** Given task **
Reproduce every line of the records below without changing anything, and leave the pictures out.

** Stored data **
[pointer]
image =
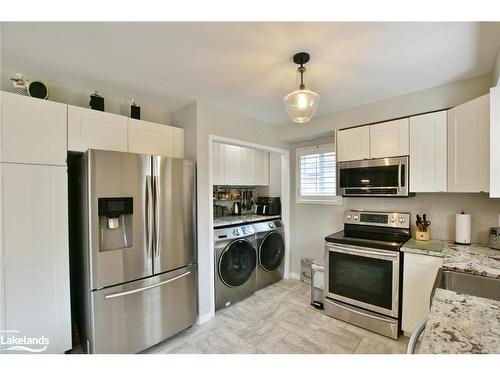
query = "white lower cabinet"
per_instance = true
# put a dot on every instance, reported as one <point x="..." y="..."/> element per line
<point x="419" y="275"/>
<point x="150" y="138"/>
<point x="428" y="153"/>
<point x="88" y="128"/>
<point x="34" y="262"/>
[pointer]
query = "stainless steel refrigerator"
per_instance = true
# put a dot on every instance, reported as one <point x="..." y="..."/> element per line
<point x="139" y="279"/>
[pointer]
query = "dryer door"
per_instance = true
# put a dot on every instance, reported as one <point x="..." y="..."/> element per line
<point x="271" y="251"/>
<point x="237" y="263"/>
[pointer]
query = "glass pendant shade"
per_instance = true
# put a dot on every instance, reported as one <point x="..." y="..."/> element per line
<point x="301" y="105"/>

** Answer below **
[pointer]
image =
query = "white lower cabinet"
per_instance = true
# put a dot on every instance, reported as one <point x="..." y="..."/> element per line
<point x="419" y="275"/>
<point x="150" y="138"/>
<point x="428" y="153"/>
<point x="88" y="128"/>
<point x="34" y="262"/>
[pointer]
query = "stainless steel refrigerator"
per_instance = true
# put a dot on every instance, reported as one <point x="..." y="..."/> element per line
<point x="139" y="279"/>
[pointer]
query = "dryer door"
per_instance = true
# put a dot on every instance, reported as one <point x="..." y="..."/> element per line
<point x="271" y="251"/>
<point x="237" y="263"/>
[pointer]
query = "glass pendant shade"
per_instance = true
# put a dot on every instance, reported as one <point x="..." y="..."/> element per line
<point x="301" y="105"/>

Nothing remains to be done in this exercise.